» Aim of the exercise: Return each line of the entries that holds the string "blue".

↓

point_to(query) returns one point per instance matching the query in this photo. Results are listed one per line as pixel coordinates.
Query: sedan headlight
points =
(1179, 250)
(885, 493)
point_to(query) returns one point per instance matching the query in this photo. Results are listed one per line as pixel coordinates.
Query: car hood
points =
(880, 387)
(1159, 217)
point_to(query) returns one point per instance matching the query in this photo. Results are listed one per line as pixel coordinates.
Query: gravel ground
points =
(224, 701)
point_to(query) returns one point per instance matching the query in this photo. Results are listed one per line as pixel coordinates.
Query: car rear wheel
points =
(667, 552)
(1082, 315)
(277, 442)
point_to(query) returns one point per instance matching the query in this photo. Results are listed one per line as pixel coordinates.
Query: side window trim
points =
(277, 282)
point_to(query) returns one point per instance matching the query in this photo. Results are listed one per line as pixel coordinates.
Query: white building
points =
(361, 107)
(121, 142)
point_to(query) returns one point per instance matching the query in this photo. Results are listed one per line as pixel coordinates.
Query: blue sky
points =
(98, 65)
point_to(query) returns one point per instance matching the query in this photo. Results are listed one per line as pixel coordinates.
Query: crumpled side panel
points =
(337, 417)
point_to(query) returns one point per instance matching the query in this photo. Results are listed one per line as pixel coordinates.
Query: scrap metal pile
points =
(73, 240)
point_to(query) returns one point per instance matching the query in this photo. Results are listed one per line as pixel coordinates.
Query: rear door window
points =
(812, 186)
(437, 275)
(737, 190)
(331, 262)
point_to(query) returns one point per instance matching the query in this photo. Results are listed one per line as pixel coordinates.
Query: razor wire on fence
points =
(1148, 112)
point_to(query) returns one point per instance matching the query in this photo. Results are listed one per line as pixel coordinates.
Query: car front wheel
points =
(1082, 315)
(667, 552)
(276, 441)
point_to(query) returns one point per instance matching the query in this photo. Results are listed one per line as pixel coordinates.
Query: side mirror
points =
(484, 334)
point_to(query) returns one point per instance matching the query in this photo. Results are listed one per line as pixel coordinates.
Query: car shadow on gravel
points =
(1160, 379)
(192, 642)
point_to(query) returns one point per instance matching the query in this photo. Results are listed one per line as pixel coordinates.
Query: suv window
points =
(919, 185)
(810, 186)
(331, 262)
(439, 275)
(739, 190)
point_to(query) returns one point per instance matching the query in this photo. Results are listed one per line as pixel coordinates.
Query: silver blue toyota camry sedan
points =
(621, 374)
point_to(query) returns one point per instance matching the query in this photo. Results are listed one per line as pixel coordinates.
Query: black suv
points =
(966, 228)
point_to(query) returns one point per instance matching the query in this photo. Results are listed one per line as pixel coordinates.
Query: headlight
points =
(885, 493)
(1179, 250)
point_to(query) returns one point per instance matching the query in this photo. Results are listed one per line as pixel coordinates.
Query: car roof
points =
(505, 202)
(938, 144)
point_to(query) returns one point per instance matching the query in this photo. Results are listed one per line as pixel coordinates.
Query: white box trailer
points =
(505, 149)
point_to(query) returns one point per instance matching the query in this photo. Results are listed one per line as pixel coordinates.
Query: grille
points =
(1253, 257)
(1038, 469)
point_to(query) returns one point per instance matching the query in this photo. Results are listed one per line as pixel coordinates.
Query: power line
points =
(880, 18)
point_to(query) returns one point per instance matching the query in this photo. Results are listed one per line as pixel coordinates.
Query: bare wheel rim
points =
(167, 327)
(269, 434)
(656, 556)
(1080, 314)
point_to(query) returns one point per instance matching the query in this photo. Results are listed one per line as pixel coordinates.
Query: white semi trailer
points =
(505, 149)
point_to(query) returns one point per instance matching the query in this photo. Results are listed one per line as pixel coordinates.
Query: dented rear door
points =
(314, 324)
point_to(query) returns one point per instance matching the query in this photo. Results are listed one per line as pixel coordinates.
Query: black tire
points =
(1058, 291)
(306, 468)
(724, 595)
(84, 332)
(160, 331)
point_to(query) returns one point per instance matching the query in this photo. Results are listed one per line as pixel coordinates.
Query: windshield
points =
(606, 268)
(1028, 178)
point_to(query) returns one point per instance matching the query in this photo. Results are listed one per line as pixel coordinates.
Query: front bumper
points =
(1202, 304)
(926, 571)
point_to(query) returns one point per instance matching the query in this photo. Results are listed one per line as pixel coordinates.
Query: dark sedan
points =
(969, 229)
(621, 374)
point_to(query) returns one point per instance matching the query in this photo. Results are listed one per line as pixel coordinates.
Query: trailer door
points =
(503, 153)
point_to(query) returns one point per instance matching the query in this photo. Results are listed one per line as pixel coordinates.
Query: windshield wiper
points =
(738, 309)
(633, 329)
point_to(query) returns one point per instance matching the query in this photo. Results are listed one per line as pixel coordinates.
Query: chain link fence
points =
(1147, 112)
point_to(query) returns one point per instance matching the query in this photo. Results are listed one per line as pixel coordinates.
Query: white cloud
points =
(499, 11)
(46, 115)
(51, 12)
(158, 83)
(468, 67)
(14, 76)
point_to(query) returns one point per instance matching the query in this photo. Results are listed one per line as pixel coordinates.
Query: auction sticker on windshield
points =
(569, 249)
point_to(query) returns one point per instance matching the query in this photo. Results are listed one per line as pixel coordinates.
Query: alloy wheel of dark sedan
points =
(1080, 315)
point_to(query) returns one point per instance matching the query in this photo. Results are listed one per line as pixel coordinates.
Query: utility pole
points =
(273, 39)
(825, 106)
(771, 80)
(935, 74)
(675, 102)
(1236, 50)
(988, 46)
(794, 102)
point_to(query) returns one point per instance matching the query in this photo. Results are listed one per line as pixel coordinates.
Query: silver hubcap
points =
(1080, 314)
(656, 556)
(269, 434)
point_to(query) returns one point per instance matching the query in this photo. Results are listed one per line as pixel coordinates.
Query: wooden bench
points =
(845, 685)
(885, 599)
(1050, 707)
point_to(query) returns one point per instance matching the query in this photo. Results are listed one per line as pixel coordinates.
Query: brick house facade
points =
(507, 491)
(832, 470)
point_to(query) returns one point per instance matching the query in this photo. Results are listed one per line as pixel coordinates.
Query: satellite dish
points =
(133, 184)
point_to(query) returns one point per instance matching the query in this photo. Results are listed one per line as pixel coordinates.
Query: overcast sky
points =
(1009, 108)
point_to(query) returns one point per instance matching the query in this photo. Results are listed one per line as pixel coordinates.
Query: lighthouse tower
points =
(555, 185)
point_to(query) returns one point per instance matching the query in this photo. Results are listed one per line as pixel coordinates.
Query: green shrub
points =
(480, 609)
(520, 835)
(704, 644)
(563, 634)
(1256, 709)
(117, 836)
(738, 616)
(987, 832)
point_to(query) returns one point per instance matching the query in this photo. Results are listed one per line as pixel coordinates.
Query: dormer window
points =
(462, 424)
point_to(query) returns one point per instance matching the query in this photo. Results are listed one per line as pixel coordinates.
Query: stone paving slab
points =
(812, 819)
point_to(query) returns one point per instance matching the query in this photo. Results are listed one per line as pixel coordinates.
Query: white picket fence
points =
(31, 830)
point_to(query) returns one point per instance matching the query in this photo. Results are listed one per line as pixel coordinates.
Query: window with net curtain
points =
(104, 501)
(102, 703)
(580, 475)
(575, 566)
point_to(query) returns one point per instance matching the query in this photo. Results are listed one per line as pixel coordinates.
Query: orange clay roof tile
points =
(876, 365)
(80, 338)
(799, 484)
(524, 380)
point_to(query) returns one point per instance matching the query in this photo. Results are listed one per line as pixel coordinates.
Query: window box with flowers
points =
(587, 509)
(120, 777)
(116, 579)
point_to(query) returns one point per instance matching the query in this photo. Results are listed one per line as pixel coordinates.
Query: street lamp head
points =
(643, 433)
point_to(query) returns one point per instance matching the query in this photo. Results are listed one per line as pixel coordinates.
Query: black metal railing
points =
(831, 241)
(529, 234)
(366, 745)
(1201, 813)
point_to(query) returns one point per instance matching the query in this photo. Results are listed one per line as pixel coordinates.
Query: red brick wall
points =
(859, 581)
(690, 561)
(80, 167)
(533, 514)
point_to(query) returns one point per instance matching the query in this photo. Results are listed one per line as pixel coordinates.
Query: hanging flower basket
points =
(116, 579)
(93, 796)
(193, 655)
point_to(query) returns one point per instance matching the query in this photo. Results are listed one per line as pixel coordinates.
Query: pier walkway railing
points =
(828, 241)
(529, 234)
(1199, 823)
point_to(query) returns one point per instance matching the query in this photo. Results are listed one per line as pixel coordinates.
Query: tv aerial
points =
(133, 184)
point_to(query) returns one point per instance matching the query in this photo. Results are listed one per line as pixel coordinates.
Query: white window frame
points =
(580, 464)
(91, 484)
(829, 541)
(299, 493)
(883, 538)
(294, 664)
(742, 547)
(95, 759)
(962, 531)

↑

» Your solution:
Query: blue sky
Query: silver blue toyota camry sedan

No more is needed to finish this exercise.